▶ [SUPPLIED ENTRIES]
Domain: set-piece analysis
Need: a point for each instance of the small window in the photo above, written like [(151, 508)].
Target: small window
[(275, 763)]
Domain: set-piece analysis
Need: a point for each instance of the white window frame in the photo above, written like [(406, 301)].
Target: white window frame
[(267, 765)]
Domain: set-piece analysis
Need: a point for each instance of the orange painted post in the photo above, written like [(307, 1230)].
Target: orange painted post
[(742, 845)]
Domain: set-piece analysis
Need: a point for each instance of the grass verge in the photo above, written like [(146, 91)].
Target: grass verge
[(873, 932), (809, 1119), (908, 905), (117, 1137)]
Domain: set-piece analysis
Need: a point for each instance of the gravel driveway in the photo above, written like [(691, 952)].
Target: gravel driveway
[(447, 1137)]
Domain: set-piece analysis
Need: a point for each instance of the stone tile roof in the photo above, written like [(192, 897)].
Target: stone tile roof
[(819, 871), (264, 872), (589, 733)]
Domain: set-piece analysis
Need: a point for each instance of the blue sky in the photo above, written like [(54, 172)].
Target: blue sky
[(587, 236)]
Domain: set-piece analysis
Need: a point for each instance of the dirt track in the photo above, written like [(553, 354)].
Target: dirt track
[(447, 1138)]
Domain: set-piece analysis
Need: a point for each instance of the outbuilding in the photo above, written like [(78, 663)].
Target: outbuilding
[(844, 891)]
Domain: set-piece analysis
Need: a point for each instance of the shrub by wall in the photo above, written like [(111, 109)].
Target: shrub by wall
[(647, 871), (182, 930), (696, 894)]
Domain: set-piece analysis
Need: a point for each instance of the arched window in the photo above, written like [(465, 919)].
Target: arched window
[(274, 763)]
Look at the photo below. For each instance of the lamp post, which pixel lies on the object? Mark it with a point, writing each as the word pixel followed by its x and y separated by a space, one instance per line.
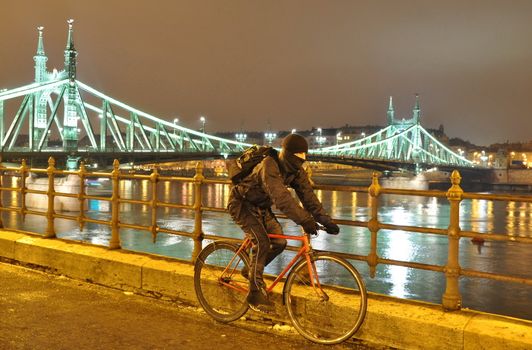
pixel 270 136
pixel 241 137
pixel 320 139
pixel 202 120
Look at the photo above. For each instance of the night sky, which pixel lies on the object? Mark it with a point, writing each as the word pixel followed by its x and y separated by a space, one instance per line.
pixel 294 64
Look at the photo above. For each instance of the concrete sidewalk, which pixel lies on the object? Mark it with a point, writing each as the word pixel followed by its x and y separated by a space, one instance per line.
pixel 44 311
pixel 389 321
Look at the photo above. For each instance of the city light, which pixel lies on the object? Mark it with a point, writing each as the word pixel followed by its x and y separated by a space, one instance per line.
pixel 241 137
pixel 202 120
pixel 270 136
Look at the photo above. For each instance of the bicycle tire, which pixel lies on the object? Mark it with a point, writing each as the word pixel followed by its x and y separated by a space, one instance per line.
pixel 330 321
pixel 222 297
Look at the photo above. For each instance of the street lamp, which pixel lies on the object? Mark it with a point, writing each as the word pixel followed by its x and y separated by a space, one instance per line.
pixel 241 137
pixel 320 139
pixel 202 120
pixel 270 136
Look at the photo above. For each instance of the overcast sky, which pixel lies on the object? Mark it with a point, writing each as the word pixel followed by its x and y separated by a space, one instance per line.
pixel 296 64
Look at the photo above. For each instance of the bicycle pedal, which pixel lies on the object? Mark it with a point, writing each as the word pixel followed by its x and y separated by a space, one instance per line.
pixel 262 308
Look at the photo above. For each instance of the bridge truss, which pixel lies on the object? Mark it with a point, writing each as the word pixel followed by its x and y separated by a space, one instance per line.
pixel 121 127
pixel 57 106
pixel 398 143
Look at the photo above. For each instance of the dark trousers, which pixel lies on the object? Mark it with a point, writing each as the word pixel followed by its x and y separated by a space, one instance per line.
pixel 257 223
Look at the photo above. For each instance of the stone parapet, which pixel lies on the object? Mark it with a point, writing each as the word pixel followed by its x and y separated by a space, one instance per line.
pixel 391 322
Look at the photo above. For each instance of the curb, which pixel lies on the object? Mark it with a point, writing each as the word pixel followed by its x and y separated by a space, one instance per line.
pixel 389 321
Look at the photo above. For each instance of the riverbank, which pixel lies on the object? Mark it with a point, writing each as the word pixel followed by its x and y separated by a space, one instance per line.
pixel 389 321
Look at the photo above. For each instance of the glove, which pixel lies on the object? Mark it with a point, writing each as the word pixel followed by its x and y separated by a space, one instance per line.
pixel 310 226
pixel 332 228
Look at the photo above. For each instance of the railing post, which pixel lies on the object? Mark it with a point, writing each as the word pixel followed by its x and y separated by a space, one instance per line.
pixel 114 243
pixel 373 223
pixel 451 299
pixel 198 231
pixel 154 177
pixel 50 229
pixel 1 185
pixel 81 173
pixel 23 188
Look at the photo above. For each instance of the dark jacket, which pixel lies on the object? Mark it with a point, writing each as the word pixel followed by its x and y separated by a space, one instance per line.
pixel 267 185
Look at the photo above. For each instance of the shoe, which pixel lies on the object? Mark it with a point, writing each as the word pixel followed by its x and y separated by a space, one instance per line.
pixel 258 301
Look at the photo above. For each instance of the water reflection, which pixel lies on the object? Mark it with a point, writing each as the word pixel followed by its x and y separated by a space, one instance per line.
pixel 476 215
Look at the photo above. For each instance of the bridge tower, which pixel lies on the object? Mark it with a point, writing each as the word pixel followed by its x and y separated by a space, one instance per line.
pixel 37 122
pixel 391 113
pixel 70 121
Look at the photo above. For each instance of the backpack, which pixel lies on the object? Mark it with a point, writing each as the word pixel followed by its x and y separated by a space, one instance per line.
pixel 242 166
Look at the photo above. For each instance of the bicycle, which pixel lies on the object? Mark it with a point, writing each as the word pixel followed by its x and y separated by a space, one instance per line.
pixel 324 294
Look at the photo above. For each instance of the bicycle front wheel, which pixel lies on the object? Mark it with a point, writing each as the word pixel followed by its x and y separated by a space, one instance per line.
pixel 220 287
pixel 330 309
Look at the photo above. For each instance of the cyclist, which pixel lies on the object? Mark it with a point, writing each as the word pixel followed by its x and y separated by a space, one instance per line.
pixel 250 203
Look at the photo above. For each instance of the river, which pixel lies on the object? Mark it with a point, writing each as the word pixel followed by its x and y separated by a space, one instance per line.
pixel 514 218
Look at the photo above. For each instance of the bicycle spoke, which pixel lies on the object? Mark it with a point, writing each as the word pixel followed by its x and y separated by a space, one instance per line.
pixel 220 287
pixel 332 308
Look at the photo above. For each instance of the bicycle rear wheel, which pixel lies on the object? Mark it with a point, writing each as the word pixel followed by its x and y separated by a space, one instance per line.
pixel 330 314
pixel 220 287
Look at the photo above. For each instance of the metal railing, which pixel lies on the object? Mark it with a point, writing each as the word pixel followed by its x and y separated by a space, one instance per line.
pixel 451 299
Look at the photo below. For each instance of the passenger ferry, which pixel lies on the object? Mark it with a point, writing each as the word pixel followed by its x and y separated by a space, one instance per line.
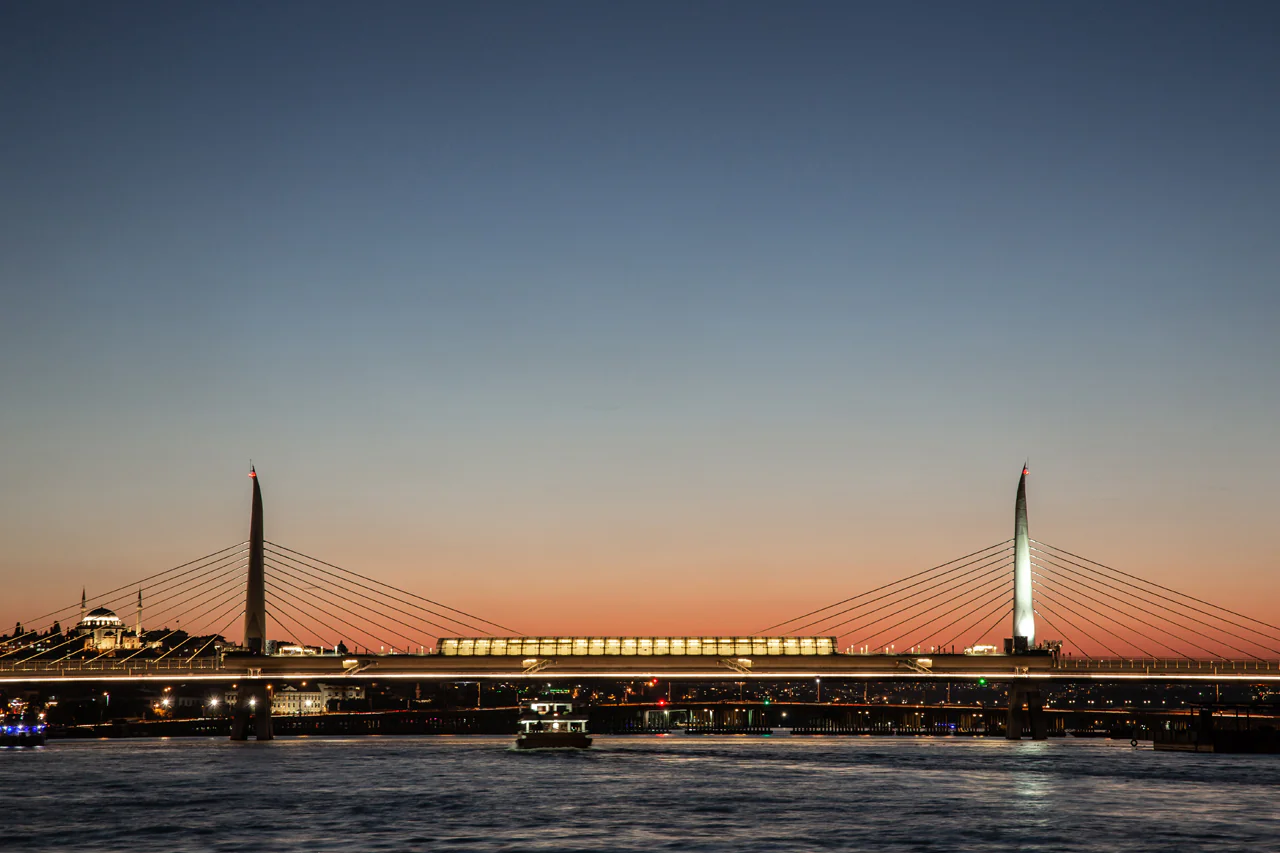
pixel 22 734
pixel 552 725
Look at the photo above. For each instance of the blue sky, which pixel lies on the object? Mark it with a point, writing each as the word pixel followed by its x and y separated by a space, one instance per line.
pixel 488 290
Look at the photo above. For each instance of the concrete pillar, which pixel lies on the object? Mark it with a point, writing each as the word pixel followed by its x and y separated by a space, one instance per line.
pixel 1025 697
pixel 1024 615
pixel 252 707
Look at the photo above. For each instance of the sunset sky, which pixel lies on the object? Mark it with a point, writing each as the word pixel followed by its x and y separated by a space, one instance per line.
pixel 639 318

▶ [TASK TO COMPLETE] Reproduce all of the records above verbatim, omitting the pictures.

▶ [RESULT FOR THIS EXERCISE]
Domain: set-piece analysis
Need: a point for each instance of the small window in the photo above, written like [(151, 508)].
Target: small window
[(275, 763)]
Domain: set-piece analysis
Need: a point for each instance of the white window frame in the photo above, written like [(406, 301)].
Target: white window frame
[(267, 765)]
Domain: set-piece analysis
Need: a point for each instance of the orange painted post in the photo above, written like [(307, 1230)].
Target: orange painted post
[(742, 845)]
Domain: set-piece analysis
Need: a point for each instance of the grass verge in the photo above, written like [(146, 91)].
Target: grass verge
[(873, 932), (809, 1119), (908, 905), (117, 1137)]
Domain: set-piece analysis
Need: a point for each instance of the gravel driveway in the photo above, written like [(691, 952)].
Target: gravel driveway
[(447, 1137)]
Domain: set-piece analysis
Need: a point for each instance of the stone tile roof in the photo above, written like [(192, 897)].
Target: stone tile roof
[(819, 871), (264, 872), (589, 733)]
Domain: set-piece analysis
Need: a point for each instance of the blue sky in the photo above, written like [(54, 172)].
Target: blue sky
[(587, 236)]
Domain: set-piece analysis
Need: a point for each instance of the dirt track in the photo above, written like [(553, 354)].
Target: dirt track
[(447, 1138)]
Domain: set-piece analysis
Need: a point for each instance of the outbuilding in the photo above, written like [(78, 663)].
Target: outbuilding
[(844, 891)]
Domain: set-piece analysis
Need: a point for each instance of the shrub by wall in the photo above, written like [(111, 109)].
Target: shrub by wall
[(647, 871), (182, 930), (696, 894)]
Domain: set-piece analysis
Need: a point for each instance of the arched window in the photo above, written like [(465, 919)].
Target: arched window
[(274, 763)]
Look at the photo below. For each instance of the lamp post, which pixel lies on the object? Mark it with a point, writing each as the word pixel followed by its x and y separated by a space, one instance per line.
pixel 270 136
pixel 241 137
pixel 320 139
pixel 202 120
Look at the photo above. For each instance of the night sky, which pixel lies on the object? Mark it with a point, writing each as the word pixel followed by its x and y separated by a space, one instance per line.
pixel 294 64
Look at the photo above. For each instance of the concrete sidewalk, which pixel lies on the object? Mark it with a point, writing each as the word pixel followed by its x and y separated by a space, one instance per line.
pixel 44 311
pixel 389 321
Look at the photo above. For each instance of the city light, which pixel lies on the object? Mark it with a point, writing each as the word pixel followed by its x and y separated by a space, one instance per line.
pixel 241 137
pixel 202 120
pixel 270 136
Look at the photo above. For each instance of the bicycle tire, which pixel lies on the object? Mark it with a point, writing each as the word pixel followed by its x and y separated by a space, one instance per line.
pixel 330 321
pixel 222 297
Look at the photo above. For each instance of the street lamp, which pixel lies on the object? Mark it with a point, writing each as the word pixel followed by its x and y separated by a space, one instance per line.
pixel 241 137
pixel 320 139
pixel 202 120
pixel 270 136
Look at the photo above. For each instance of the overcast sky, which pixel lies on the object? Mark it with a point, writing each as the word pixel followed by its x and y separated by a space, one instance per line.
pixel 296 64
Look at the photo above. For each instance of the bicycle pedal, which pixel lies on the object? Mark it with a point, writing each as the word pixel followed by its x and y separated by a space, one instance per line.
pixel 262 308
Look at the photo above. For each instance of the bridge truss, which pixel lies on the object? Mark it with a point, writing each as the word pixel followed by its x and y separated by a space, one instance per line.
pixel 121 127
pixel 57 106
pixel 398 143
Look at the photo above. For each instance of the dark trousers, which pixel lies on the object? Mark it with a point, writing each as the word pixel followed by its x and y separated by a space, one instance per line.
pixel 257 223
Look at the photo above. For each instance of the stone parapet, which pixel lies on the object? Mark it with a point, writing each as the word pixel followed by its x and y separated by a space, one instance per line.
pixel 391 322
Look at the photo above. For each instance of the curb, which pixel lies on the object? Mark it with a point, writing each as the word pixel followed by its x and y separated by a space, one instance per line.
pixel 389 321
Look at the photo above. For each instance of the riverbank, which pixel lies on the object? Mark it with a point, writing each as the word pixel followed by its x and y separated by a space, one instance per line.
pixel 389 321
Look at the photo above. For each instance of the glove, which pixel lies on the object? Mark it with a point, writing each as the word pixel followed by its x and y separated by a space, one instance per line.
pixel 310 226
pixel 332 228
Look at the photo above. For each instance of the railing post, which pixel lies on the object? Mark it with a point, writing each as the word pixel followed by its x and y separated by a space, one instance per line.
pixel 114 243
pixel 373 223
pixel 451 299
pixel 198 231
pixel 154 177
pixel 50 229
pixel 1 185
pixel 81 173
pixel 23 188
Look at the photo above. For each instance of the dark jacket, which pixel lies on the object? Mark it with a point, writing each as the word pixel followed by its x and y separated by a space, one instance per line.
pixel 267 185
Look at the photo above. For each instance of the shoe, which pixel lies on the object? Mark it with a point, writing each as the word pixel followed by its x and y separated by a space, one instance per line.
pixel 258 301
Look at the photo above. For each instance of the water reflection, which pixel lies on the object? Mark it with a point, writing each as the word pixel followed by its x and y separated by a space, one instance per line.
pixel 476 215
Look at the photo above. For each instance of the bridge tower, which pixel lies on the object? Mark it with a point, writing each as the word pixel followed by its x and y separated by a space, one instance per line.
pixel 37 122
pixel 391 113
pixel 70 121
Look at the photo above. For each instance of the backpack, which pixel lies on the object? Mark it with a point, writing each as the word pixel followed by its x and y separated by a space, one instance per line.
pixel 242 166
Look at the photo above. For each instance of the bicycle, which pixel lies on the object? Mark it with a point, writing each as the word pixel followed by its x and y separated by a space, one instance per line.
pixel 324 294
Look at the photo above. For each instance of the bicycle front wheel, which pixel lies on the object? Mark it with a point, writing each as the word pixel followed by its x and y separated by a space, one instance per line.
pixel 220 287
pixel 330 309
Look at the photo above. For each instance of the cyclist, which pixel lies on the object? Mark it with a point, writing each as the word pixel followed by its x and y separated by a space, one instance per line.
pixel 250 203
Look at the photo above. For each instance of the river, which pixel lies on the object? Mark it with a point, writing each as the word pixel followed by its x and y separated by a space, one instance per line.
pixel 514 218
Look at the photo above. For each instance of the bicycle spoke, which pixel lies on the object? Mark it with a point, writing each as the word pixel followed by its x and y separated by a space, one instance per line.
pixel 220 287
pixel 332 308
Look at the photo above. For each instance of the bicycle rear wheel, which pixel lies on the object? Mark it with a point, writing each as the word pixel followed by its x and y separated by a space, one instance per line.
pixel 330 314
pixel 220 287
Look at the photo above. For each instance of the metal railing, which pixel lies on the object? Mark it with a point, writing each as the word pixel followed by its x and y separated by a space, one instance per line.
pixel 451 299
Look at the photo below. For each instance of the passenger ferry, which pixel lies on the object? Mark it with a point, writing each as the word pixel followed by its x and y separated by a space, one instance per line.
pixel 22 734
pixel 552 725
Look at the photo above. For each instance of the blue sky, which pixel lies on the object? Mark it with a point, writing each as the word pixel followed by its x and y separated by a space, one instance per line.
pixel 488 290
Look at the photo above. For each instance of the concrete pillar, which pixel lies on the object? Mark it with a point, writing each as the word pixel followed by its x and y separated by a space, one instance per line.
pixel 1025 697
pixel 1024 615
pixel 252 707
Look at the photo above. For each instance of the sunset sky, which pixel lies on the object? Mark it with a point, writing each as the word pixel followed by its x and y separated by a space, one instance per line.
pixel 639 318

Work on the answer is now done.